Without leaving out a single line, copy the records exactly.

== Segment start ==

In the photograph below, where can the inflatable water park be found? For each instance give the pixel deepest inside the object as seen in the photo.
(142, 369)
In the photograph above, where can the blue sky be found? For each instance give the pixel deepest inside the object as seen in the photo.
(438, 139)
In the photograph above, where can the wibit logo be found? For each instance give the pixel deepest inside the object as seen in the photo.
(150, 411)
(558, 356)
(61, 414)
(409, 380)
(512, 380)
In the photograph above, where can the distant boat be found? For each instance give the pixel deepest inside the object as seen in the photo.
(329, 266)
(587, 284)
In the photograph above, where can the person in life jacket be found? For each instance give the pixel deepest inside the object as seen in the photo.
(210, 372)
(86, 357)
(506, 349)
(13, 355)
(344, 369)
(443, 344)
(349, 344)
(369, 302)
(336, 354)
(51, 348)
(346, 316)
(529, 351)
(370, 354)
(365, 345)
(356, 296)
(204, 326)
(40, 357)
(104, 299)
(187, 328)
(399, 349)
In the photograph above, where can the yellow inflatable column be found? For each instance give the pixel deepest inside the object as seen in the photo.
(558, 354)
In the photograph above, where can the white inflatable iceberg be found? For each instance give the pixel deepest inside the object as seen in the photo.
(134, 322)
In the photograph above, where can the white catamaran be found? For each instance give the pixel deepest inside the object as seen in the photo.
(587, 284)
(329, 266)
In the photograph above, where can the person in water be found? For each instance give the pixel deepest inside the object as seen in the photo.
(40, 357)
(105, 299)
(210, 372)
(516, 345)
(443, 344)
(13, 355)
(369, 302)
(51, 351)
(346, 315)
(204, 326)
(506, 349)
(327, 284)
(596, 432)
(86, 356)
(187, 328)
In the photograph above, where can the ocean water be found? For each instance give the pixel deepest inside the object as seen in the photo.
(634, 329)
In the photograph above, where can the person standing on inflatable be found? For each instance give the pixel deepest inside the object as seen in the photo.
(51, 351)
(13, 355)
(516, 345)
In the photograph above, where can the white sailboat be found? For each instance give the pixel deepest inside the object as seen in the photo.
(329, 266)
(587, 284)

== Segment end ==

* [WORKED SOLUTION]:
In the photograph below, where can the inflatable water park be found? For each instance give the pixel deepest inside the object as seen in the photo.
(142, 369)
In the photograph above, where can the blue sky be found? For each instance give the pixel deepest inside the object as seen in the photo.
(438, 139)
In the photograph above, where can the wibit logo be found? For each instance give the pixel deepest inside the object as seen in the photo.
(150, 411)
(558, 356)
(61, 414)
(409, 380)
(512, 380)
In the photograph above, where can the distant boat be found? For each instance give the pixel deepest inside the object as seen in the photo.
(329, 266)
(587, 284)
In the photograph above, where can the person in life jacket be found? For each instance give the pixel deepest inside the object as seen in the photo.
(210, 372)
(86, 357)
(506, 349)
(13, 355)
(344, 369)
(443, 344)
(349, 344)
(369, 302)
(336, 354)
(51, 348)
(346, 316)
(529, 351)
(370, 354)
(365, 345)
(356, 296)
(204, 326)
(40, 357)
(104, 299)
(187, 328)
(399, 349)
In the photograph above, where can the yellow inflatable column be found? For each instance give the pixel deepest inside the object as seen in the photo.
(558, 354)
In the photograph above, where can the white inflatable iceberg be found? For each instance give the pixel deepest inside the object as seen in the photo.
(134, 322)
In the photograph above, where can the white catamaran be found? For each instance give the pixel deepest inside the object as seen in the photo.
(587, 284)
(329, 266)
In the photograph above, where can the person in water be found? For each instance give the pixel deepest inside the object as seen in the photo.
(40, 357)
(105, 299)
(210, 372)
(516, 345)
(443, 344)
(13, 355)
(369, 302)
(51, 351)
(346, 315)
(204, 326)
(506, 349)
(327, 284)
(596, 432)
(86, 356)
(187, 328)
In the photograph above, where can the ocean water be found? For each instance give the pixel deepest inside the object as seen in the photo.
(634, 329)
In the photograph above, where can the person standing on inflatable be found? For each instance give the pixel deepest inside the object as seen in the photo.
(51, 351)
(13, 355)
(516, 345)
In the photograph above, where can the white sailboat be found? For each instance give the pixel deepest inside the object as seen in the photo.
(329, 266)
(587, 284)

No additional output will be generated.